◆ Exercise description ◆
Go through the records and show each line where the word "truck" occurs.

◆ Records for this task ◆
====

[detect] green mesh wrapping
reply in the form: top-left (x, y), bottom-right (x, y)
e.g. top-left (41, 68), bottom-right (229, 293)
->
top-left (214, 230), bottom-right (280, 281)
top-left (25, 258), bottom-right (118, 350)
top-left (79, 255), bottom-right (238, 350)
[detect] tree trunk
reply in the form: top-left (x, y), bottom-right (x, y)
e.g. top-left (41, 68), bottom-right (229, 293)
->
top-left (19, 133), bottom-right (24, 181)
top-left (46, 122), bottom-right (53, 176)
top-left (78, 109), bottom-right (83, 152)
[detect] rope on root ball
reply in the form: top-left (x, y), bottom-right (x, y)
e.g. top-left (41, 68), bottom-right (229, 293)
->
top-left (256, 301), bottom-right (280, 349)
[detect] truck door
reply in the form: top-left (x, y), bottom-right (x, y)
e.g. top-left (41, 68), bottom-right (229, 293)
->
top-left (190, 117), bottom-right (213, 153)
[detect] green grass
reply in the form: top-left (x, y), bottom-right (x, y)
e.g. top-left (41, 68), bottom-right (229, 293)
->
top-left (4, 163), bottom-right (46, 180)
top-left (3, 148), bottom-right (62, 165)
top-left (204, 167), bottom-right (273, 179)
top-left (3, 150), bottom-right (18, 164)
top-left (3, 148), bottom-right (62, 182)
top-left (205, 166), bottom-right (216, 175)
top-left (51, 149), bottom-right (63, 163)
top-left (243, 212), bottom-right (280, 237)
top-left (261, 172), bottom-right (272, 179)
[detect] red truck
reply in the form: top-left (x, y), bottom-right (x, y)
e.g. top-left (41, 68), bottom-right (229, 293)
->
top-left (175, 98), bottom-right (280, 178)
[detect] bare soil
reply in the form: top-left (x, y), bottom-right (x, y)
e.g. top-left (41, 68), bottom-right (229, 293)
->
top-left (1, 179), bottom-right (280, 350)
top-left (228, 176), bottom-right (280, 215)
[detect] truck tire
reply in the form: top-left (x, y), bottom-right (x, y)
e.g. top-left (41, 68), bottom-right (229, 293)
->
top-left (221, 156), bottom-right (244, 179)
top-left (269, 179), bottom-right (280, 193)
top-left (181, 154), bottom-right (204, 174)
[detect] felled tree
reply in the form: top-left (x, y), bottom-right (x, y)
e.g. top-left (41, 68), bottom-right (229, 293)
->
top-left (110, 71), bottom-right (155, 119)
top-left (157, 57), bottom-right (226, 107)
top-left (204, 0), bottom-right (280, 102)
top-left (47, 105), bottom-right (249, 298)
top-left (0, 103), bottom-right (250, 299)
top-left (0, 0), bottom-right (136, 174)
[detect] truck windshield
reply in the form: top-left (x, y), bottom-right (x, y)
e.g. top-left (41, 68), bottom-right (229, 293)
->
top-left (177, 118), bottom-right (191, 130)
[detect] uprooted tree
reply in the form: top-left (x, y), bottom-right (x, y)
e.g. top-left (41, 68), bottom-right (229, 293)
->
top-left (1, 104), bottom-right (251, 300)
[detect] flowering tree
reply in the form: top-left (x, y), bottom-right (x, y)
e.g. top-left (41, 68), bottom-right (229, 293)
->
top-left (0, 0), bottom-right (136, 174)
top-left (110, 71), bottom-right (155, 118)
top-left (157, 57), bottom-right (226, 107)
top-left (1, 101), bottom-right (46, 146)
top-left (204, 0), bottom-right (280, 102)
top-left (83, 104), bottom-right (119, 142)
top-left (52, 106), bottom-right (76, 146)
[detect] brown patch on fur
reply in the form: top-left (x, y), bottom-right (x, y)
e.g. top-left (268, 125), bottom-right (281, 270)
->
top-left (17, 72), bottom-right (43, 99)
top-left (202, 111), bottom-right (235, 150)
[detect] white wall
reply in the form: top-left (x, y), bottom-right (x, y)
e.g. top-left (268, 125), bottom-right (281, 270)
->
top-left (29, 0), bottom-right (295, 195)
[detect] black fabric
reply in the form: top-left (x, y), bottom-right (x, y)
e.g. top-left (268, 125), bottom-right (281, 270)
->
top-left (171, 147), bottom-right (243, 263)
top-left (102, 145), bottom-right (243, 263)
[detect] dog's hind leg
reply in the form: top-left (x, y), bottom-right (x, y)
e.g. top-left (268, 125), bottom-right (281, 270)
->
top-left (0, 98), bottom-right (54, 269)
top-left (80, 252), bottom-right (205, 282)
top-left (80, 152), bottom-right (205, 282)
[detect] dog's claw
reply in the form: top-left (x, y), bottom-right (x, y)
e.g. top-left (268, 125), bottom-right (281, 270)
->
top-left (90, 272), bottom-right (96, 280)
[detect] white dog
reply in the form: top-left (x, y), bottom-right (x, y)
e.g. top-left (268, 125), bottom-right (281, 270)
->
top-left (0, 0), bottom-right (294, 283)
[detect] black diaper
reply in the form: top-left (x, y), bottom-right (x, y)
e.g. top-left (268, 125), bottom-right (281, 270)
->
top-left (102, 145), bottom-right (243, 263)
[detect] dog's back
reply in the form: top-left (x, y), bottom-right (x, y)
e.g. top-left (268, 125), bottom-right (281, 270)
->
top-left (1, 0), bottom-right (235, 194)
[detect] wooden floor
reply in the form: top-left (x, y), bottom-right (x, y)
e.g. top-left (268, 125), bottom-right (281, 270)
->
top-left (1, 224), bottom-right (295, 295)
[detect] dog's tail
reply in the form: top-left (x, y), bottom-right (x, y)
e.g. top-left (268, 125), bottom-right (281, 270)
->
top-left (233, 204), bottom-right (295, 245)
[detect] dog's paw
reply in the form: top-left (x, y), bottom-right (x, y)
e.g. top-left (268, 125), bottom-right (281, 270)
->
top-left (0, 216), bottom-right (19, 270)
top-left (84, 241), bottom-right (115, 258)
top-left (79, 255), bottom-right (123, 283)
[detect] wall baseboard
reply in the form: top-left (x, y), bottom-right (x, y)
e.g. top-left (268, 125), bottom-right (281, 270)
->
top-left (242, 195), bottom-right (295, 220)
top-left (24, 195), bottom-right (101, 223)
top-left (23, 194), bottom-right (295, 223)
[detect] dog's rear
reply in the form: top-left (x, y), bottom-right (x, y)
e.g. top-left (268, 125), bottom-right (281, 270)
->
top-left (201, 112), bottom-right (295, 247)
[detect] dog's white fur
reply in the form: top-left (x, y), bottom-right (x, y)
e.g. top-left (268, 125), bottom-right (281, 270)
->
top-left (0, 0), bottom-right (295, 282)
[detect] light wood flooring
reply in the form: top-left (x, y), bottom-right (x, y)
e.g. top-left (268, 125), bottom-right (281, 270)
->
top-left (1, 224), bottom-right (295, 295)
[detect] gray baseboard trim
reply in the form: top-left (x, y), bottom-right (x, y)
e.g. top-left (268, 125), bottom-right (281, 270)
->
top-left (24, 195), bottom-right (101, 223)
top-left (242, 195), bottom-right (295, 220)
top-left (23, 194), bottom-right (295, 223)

====

◆ Written response ◆
[detect] truck door
[detect] red truck
[detect] truck tire
[detect] truck windshield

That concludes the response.